#### Problem:
Please format the lines below as a JSON list of strings, one string per line, with blank lines left out. Omit the pictures from the list.

[Stored entries]

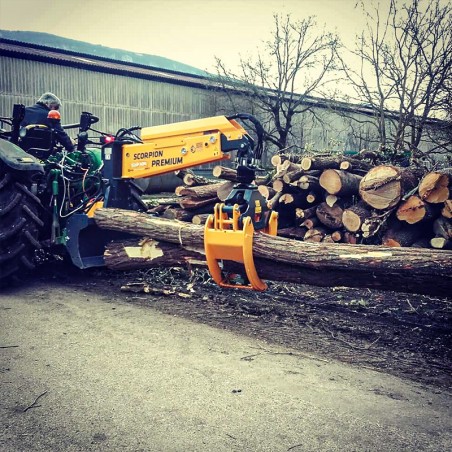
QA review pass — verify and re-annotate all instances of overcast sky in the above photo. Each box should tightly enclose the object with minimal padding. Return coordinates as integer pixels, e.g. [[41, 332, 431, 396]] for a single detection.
[[0, 0, 366, 72]]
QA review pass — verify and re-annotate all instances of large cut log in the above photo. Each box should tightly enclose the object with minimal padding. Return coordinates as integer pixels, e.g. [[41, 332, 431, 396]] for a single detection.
[[342, 201, 372, 232], [441, 199, 452, 218], [433, 217, 452, 240], [316, 202, 344, 229], [359, 165, 422, 210], [419, 168, 452, 204], [319, 169, 362, 196], [381, 223, 425, 247], [94, 209, 452, 295], [396, 195, 439, 224]]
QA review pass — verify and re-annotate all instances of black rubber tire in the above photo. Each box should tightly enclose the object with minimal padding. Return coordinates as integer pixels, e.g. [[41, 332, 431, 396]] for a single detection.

#### Written answer:
[
  "QA review pass — verify and re-annotate all instances of overcast sky in the above photo. Each box should tightly enclose the object with minimal padding. Return coordinates as integer pixels, e.g. [[41, 332, 431, 396]] for a single detection.",
  "[[0, 0, 366, 72]]",
  "QA review pass — verify and re-annotate all instances of large cut log in the above photo. Each box should tightly enclose the object with minimal padding. Return coordinates as integer pixels, e.g. [[41, 332, 431, 396]] for a single detection.",
  "[[342, 201, 372, 232], [441, 199, 452, 218], [433, 217, 452, 240], [316, 202, 344, 229], [359, 165, 422, 210], [419, 168, 452, 204], [319, 169, 362, 196], [381, 223, 425, 247], [94, 209, 452, 295], [396, 195, 439, 224]]",
  "QA review pass — verify and re-annotate all instances of black rubber tire in the above photo. Each box should tightly enclose the object with minimal padding. Return coordinates as integer pixels, e.g. [[41, 332, 431, 396]] for a single detection."
]